- Problem to work on
Find the lines below that include the word "mirror" and report how many there are, with no other text.

- Dataset records
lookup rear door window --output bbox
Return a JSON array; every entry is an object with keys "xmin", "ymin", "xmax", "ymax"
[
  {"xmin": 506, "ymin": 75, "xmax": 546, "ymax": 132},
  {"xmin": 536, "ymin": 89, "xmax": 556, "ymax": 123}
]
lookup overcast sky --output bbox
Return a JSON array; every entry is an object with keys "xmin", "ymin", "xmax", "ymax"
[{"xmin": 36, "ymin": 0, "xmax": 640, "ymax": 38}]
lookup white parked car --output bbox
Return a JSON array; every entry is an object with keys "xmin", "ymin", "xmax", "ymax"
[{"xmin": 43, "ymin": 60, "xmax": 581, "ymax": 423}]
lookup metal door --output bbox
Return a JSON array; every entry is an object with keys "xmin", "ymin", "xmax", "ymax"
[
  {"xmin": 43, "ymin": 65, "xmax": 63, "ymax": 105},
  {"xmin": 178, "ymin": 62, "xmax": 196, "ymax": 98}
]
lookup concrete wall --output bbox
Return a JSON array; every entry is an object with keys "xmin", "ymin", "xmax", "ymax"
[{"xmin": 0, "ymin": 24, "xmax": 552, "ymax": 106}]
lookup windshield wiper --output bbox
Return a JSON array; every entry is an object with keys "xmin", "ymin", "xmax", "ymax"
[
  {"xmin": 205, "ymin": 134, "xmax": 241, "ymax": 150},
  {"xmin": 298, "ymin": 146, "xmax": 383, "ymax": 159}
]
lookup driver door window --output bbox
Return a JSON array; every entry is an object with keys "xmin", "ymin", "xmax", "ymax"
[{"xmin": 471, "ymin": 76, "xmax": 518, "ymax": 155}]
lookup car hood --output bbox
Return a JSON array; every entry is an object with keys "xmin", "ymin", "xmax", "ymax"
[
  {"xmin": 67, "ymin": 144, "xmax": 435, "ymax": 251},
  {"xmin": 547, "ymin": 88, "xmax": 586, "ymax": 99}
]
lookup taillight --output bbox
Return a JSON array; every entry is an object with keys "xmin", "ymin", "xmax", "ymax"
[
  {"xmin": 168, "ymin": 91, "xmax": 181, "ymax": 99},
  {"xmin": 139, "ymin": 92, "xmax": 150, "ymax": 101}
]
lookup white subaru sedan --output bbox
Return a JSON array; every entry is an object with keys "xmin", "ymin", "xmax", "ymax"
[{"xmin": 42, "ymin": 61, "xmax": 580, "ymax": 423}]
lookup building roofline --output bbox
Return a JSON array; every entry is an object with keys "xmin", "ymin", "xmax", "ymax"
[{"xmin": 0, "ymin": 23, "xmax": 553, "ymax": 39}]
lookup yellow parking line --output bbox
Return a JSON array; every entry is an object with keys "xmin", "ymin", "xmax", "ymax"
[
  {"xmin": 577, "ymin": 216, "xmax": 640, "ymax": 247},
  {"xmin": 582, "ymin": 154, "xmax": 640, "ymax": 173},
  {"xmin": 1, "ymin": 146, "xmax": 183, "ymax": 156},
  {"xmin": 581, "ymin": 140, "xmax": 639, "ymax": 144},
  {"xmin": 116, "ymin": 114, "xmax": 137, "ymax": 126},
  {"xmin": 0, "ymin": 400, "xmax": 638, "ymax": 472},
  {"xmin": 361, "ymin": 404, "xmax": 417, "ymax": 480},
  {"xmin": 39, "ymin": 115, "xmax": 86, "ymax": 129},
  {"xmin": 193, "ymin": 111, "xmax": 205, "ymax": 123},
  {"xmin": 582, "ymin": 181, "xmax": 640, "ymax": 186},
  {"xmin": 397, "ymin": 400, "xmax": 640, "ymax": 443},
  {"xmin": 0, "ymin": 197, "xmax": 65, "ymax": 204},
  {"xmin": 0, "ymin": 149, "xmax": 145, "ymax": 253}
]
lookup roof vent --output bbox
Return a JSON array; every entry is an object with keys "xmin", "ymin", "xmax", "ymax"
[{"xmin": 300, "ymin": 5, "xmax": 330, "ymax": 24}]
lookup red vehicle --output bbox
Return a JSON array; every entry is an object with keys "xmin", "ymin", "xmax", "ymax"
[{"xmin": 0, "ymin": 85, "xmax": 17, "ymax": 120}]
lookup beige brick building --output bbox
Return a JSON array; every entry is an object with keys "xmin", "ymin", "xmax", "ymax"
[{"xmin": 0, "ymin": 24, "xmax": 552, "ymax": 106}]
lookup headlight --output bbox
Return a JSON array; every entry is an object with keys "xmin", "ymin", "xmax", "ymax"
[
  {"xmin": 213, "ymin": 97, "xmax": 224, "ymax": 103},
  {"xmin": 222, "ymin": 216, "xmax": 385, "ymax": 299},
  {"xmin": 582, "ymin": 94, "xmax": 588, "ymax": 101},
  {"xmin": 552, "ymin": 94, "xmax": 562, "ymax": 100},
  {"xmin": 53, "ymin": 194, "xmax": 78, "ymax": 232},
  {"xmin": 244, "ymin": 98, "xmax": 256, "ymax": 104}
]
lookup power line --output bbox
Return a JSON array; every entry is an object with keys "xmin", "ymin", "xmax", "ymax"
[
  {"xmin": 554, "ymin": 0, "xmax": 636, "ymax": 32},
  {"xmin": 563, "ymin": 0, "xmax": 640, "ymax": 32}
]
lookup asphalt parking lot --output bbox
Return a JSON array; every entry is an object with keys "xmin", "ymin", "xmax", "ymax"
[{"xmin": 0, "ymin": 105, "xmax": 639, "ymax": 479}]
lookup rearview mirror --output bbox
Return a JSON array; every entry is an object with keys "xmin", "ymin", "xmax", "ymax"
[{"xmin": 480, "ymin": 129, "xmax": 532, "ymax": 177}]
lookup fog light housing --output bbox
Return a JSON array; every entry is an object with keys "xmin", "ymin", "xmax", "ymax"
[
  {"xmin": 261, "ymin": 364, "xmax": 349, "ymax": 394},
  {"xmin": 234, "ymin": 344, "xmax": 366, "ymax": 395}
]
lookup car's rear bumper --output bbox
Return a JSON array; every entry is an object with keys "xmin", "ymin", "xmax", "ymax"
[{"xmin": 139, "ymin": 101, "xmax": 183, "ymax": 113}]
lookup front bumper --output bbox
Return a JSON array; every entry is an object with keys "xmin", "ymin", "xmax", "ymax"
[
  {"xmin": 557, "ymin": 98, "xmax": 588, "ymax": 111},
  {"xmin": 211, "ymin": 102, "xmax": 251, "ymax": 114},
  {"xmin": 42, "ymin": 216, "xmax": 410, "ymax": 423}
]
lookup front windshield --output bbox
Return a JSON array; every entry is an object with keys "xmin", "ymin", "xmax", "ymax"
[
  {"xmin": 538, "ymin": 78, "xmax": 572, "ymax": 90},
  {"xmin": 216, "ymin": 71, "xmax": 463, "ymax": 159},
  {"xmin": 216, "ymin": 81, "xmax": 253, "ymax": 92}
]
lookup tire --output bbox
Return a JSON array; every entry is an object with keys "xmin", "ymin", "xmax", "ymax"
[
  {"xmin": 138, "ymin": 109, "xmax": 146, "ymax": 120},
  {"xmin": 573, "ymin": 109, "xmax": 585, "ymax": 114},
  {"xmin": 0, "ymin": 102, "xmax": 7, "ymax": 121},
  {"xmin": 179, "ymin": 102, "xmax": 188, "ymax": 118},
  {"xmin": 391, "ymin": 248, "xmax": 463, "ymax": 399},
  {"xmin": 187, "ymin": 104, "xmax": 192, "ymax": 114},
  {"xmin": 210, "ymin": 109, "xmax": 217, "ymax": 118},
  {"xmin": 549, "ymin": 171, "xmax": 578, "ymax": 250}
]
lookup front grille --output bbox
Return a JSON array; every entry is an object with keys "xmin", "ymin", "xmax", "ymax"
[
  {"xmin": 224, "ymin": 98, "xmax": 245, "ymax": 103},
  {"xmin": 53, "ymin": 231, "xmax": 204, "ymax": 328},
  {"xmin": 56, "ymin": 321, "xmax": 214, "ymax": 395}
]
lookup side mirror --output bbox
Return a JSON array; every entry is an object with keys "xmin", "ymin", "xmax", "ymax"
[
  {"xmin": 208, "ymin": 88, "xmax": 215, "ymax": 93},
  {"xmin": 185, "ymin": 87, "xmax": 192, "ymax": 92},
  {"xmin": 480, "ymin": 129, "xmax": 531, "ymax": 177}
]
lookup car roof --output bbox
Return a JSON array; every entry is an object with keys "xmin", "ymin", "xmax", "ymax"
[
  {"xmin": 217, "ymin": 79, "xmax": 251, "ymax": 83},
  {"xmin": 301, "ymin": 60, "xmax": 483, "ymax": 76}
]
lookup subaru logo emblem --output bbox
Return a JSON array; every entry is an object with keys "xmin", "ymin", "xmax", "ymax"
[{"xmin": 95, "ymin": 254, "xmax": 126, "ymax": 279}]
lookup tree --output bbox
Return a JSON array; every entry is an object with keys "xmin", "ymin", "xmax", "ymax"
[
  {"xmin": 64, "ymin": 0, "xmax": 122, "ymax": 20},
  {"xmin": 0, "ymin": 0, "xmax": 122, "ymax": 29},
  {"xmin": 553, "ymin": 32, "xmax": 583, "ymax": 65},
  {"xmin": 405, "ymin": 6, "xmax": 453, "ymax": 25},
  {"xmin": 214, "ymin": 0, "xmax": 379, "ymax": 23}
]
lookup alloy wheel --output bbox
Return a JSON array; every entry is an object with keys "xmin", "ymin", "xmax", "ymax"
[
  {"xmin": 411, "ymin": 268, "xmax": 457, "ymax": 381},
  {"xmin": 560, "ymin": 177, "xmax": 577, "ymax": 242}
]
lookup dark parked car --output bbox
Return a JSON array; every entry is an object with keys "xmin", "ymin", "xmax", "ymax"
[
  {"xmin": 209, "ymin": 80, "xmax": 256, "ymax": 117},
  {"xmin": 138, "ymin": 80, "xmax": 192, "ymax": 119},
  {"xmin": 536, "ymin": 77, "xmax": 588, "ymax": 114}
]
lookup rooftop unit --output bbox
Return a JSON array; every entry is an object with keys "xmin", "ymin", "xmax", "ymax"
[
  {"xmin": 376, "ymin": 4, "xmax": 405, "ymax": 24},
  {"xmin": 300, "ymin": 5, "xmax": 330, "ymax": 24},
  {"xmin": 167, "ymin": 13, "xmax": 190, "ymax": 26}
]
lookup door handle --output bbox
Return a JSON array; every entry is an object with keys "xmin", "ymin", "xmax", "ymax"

- Result of this task
2